Page excerpt:
We are relearning the hard lesson that all commodity businesses are cyclical. But oil has a greater impact on economies. You don’t hear as much about the farm business cycle or the metals business cycle as you do about the oil business cycle, but they have hard times too. This oil downturn is the hardest since the 1980s and is also causing a big demographic shift.

The oil and gas business is a long-term business with long-cycle, long-lived projects. We are not like the information technology industry with an 18–24 month product cycle. But oil company metrics, especially publicly traded companies, are short-term and quarterly to please the market, so it is really hard to find the right balance of hitting short-term metrics in a fundamentally long-term business. Some companies, particularly in US unconventionals, were not capitalized for the long term.

The big oil companies and service companies are in it for the long term. For example, Chevron is 137 years old and will be around after the downturn. But another lesson that we are going to have to learn again is that we need to find a better way for the operators—the national oil companies, international oil companies, and independents—to work with the service industry because they are key to our existence.

Dataset entries:
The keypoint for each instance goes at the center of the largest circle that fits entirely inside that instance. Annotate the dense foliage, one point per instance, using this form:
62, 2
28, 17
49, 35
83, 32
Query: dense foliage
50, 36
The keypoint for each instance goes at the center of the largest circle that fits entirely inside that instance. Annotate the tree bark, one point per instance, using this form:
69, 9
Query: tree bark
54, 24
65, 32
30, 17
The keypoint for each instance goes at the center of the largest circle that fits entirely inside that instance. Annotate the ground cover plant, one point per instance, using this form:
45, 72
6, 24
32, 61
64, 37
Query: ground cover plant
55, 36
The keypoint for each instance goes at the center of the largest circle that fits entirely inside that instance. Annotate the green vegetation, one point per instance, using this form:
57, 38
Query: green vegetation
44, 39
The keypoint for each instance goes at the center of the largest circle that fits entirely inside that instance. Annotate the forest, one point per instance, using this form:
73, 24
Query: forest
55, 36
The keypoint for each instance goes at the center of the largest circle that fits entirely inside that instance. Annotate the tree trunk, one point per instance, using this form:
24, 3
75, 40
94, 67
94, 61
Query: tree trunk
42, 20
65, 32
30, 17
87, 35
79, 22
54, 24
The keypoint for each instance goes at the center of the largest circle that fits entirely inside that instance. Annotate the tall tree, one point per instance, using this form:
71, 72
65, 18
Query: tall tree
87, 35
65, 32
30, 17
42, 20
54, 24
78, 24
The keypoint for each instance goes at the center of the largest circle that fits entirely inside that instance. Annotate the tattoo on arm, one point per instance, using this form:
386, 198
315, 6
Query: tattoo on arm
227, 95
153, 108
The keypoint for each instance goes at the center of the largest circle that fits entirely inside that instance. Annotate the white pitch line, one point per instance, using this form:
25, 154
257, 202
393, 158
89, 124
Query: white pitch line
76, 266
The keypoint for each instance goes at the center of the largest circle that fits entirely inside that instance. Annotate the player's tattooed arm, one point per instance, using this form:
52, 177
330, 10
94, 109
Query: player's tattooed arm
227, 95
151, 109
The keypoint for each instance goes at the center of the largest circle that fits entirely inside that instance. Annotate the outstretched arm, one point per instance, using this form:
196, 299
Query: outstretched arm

To be done: From the oil downturn excerpt, quote the passage that begins at "The big oil" and stops after "to our existence.".

Answer to the task:
The big oil companies and service companies are in it for the long term. For example, Chevron is 137 years old and will be around after the downturn. But another lesson that we are going to have to learn again is that we need to find a better way for the operators—the national oil companies, international oil companies, and independents—to work with the service industry because they are key to our existence.